Dipermaklumkan keadaan yang demikian, sebagaimana adagium – multi multa nemo omnia acvly – banyak orang mengetahui banyak hal, tetapi tidak seorangpun yang mengetahui segalanya.
Saat yang sama, janganlah mengabadikan kekeliruan, walaupun manusiawi tetapi tidaklah elok mempertahankannya – errare humanum est turpe in erore perseverare –
Berdasarkan hasil identifikasi yang telah saya lakukan, dalam kurun waktu dua pekan terakhir. Setidak-tidaknya ada empat kekeliruan dari beberapa pihak, perihal fakta-fakta yang berentet dengan kasus penyuapan WS oleh Harun Masuki (HM) melalui perantara; Saeful (SAE) dan Agustiani Tio Fridelia (ATF).
Pertama, tentang RA yang konon katanya belum dilantik karena sedang menunggu penggantian dari HM. Kedua, mengenai HM sudah ditetapkan sebagai pengganti antar waktu anggota DPR RI, RA. Ketiga, perihal Putusan MA Nomor 57 P/HUM/2019 yang dijadikan dasar hukum dalam permohonan penggantian RA dengan HM, dianggap sebagai hasil uji materil yang ditolak.

> [TUGAS A] Terjemahkan kalimat dari teks sumber tentang kasus suap ini ke dalam bahasa Inggris: "Setidak-tidaknya ada empat kekeliruan dari beberapa pihak, perihal fakta-fakta yang berentet dengan kasus penyuapan WS oleh Harun Masuki (HM) melalui perantara; Saeful (SAE) dan Agustiani Tio Fridelia (ATF)."
Baris-baris dalam daftar di bawah tidak ada kaitannya dengan teks sumber.

> [DAFTAR BARIS]
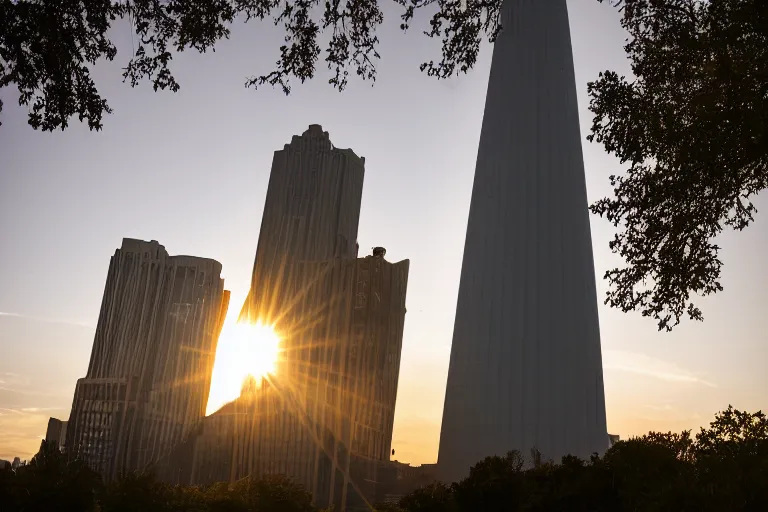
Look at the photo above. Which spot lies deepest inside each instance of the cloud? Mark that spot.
(47, 320)
(641, 364)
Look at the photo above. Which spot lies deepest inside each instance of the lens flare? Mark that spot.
(244, 350)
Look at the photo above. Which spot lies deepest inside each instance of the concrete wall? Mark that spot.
(150, 369)
(525, 369)
(311, 213)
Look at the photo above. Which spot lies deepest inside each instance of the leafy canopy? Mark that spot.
(47, 46)
(692, 124)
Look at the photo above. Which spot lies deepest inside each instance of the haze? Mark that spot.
(190, 170)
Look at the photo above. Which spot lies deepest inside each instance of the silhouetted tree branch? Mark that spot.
(48, 46)
(692, 123)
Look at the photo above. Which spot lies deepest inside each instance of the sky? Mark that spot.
(190, 170)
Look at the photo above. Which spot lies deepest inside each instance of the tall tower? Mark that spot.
(311, 213)
(526, 369)
(150, 370)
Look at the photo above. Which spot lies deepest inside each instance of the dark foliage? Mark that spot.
(693, 126)
(725, 467)
(47, 46)
(692, 123)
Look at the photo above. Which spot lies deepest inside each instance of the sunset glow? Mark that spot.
(244, 350)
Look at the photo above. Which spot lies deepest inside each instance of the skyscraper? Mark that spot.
(311, 213)
(149, 374)
(325, 416)
(525, 369)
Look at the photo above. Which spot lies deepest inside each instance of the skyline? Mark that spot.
(698, 362)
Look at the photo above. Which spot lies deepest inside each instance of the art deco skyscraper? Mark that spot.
(150, 370)
(525, 369)
(311, 213)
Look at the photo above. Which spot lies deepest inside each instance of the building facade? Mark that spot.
(325, 416)
(149, 375)
(56, 433)
(525, 368)
(311, 213)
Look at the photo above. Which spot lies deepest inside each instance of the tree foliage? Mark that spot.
(692, 124)
(724, 467)
(48, 46)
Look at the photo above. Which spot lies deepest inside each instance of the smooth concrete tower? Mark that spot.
(526, 369)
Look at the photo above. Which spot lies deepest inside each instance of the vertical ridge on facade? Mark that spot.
(525, 369)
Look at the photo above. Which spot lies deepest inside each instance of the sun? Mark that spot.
(244, 349)
(260, 348)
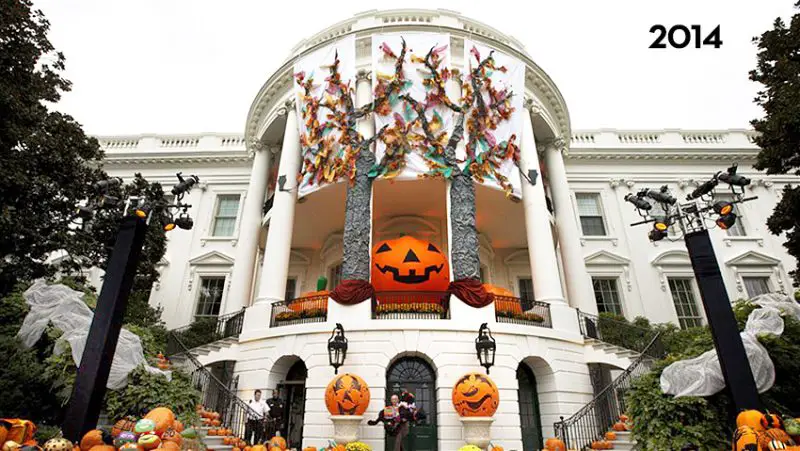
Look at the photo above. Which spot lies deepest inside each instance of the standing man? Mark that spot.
(276, 410)
(255, 419)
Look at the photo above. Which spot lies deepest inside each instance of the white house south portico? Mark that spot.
(401, 146)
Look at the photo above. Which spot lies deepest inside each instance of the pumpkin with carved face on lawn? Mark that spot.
(347, 394)
(409, 264)
(475, 395)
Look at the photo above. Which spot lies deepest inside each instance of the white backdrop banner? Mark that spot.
(399, 114)
(508, 77)
(320, 102)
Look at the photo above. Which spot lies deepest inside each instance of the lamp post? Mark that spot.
(89, 389)
(486, 347)
(337, 348)
(691, 217)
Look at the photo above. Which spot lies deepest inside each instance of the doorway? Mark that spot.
(293, 392)
(416, 376)
(529, 415)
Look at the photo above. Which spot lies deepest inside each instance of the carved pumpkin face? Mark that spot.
(745, 438)
(475, 395)
(409, 264)
(347, 394)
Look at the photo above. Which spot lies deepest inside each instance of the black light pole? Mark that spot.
(90, 383)
(89, 389)
(691, 217)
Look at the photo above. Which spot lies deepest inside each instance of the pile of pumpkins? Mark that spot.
(158, 430)
(622, 425)
(765, 432)
(17, 435)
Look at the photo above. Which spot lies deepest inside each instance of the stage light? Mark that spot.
(723, 207)
(725, 222)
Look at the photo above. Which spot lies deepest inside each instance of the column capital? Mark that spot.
(287, 106)
(363, 75)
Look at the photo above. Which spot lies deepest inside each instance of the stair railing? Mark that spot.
(216, 396)
(594, 419)
(205, 331)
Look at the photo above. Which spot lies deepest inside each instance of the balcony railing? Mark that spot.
(411, 305)
(620, 333)
(308, 309)
(204, 331)
(513, 310)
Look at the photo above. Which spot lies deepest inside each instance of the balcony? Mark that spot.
(527, 312)
(411, 305)
(303, 310)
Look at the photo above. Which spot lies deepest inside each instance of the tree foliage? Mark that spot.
(778, 71)
(48, 161)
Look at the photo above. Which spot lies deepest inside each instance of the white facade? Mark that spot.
(250, 256)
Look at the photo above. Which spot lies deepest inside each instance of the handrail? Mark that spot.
(594, 419)
(206, 330)
(216, 395)
(612, 331)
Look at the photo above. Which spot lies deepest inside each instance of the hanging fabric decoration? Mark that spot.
(324, 88)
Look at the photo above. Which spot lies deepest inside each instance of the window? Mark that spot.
(335, 277)
(526, 289)
(210, 300)
(225, 217)
(591, 214)
(756, 285)
(737, 229)
(291, 286)
(606, 295)
(685, 303)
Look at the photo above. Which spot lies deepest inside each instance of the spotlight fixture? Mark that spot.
(638, 202)
(184, 185)
(184, 221)
(723, 208)
(725, 222)
(732, 178)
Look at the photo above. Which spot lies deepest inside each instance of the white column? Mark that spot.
(281, 224)
(579, 287)
(241, 282)
(541, 250)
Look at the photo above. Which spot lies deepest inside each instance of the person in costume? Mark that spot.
(398, 417)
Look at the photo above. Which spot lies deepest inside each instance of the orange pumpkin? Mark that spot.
(409, 264)
(751, 418)
(103, 448)
(170, 446)
(771, 420)
(277, 442)
(95, 437)
(171, 435)
(773, 434)
(555, 444)
(743, 437)
(347, 394)
(475, 395)
(125, 424)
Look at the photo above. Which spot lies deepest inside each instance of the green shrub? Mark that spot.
(146, 391)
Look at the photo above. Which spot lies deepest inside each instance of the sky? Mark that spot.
(194, 66)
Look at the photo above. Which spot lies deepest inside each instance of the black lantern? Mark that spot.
(337, 348)
(485, 346)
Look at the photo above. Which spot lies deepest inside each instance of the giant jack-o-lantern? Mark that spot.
(409, 264)
(475, 395)
(347, 394)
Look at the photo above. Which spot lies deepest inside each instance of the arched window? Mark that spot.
(416, 376)
(529, 416)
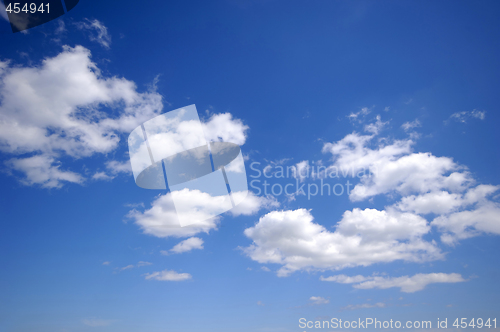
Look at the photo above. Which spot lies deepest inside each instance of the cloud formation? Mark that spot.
(168, 275)
(363, 237)
(406, 284)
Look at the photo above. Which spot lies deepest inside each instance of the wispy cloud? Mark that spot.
(406, 284)
(363, 306)
(94, 322)
(317, 300)
(168, 275)
(185, 246)
(98, 31)
(464, 116)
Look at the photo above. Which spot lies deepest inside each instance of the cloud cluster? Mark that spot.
(361, 238)
(406, 284)
(65, 107)
(97, 31)
(427, 184)
(185, 246)
(429, 191)
(168, 275)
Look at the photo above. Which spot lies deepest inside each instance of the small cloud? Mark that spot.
(98, 32)
(102, 176)
(317, 300)
(127, 267)
(141, 263)
(410, 125)
(363, 306)
(94, 322)
(185, 246)
(464, 116)
(134, 205)
(168, 275)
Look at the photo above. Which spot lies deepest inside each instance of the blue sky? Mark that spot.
(406, 90)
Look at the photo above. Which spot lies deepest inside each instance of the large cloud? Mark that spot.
(161, 220)
(65, 106)
(362, 237)
(406, 284)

> [TUGAS B] Tulis ulang kata demi kata baris-baris dalam daftar, mulai dari baris yang memuat "pumpkin? Mark that spot." sampai dengan baris terakhir daftar, kedua ujungnya ikut disalin. Gambar tidak perlu dimasukkan ke dalam jawaban.

> [HASIL A] At the very least, there are four errors by several parties concerning the facts connected with the bribery case of WS by Harun Masuki (HM) through intermediaries: Saeful (SAE) and Agustiani Tio Fridelia (ATF).

> [HASIL B]
Look at the photo above. Which spot lies deepest inside each instance of the orange pumpkin? Mark that spot.
(409, 264)
(751, 418)
(103, 448)
(170, 446)
(771, 420)
(277, 442)
(95, 437)
(171, 435)
(773, 434)
(555, 444)
(743, 437)
(347, 394)
(475, 395)
(125, 424)
Look at the photo above. Which spot lies deepest inside each instance of the green shrub? Mark that spot.
(146, 391)
Look at the photo above. Which spot lies deepest inside each instance of the sky? Mark that spot.
(194, 66)
Look at the photo above. Which spot lies deepest inside each instance of the black lantern? Mark that spot.
(337, 348)
(485, 346)
Look at the photo above. Which spot lies deepest inside each instance of the giant jack-o-lantern? Mark that spot.
(409, 264)
(475, 395)
(347, 394)
Look at the photo above. Which spot lies deepest inside each instance of the arched window? Mark that spot.
(416, 376)
(529, 416)
Look at the photo above. Which spot lies deepest inside each instance of the cloud formation? Mark that spot.
(168, 275)
(363, 237)
(406, 284)
Look at the photo above. Which spot lies deepest inside each instance of the wispy cloud? Mark that spot.
(406, 284)
(363, 306)
(94, 322)
(317, 300)
(168, 275)
(185, 246)
(98, 31)
(464, 116)
Look at the photo above. Which spot lies deepest inside each instance of the cloud cluster? Mark that spot.
(361, 238)
(406, 284)
(65, 107)
(97, 31)
(427, 184)
(185, 246)
(429, 191)
(168, 275)
Look at the photo above. Which spot lies deepest inside each instance of the small cloud? Mark that spot.
(98, 32)
(102, 176)
(317, 300)
(127, 267)
(141, 263)
(410, 125)
(363, 306)
(94, 322)
(185, 246)
(464, 116)
(134, 205)
(168, 275)
Look at the photo above. Which spot lies deepest inside each instance of the blue sky? Mark that spot.
(406, 90)
Look at the photo above. Which spot lies deepest inside each instance of the large cloud? Mark that spot.
(161, 220)
(65, 106)
(362, 237)
(406, 284)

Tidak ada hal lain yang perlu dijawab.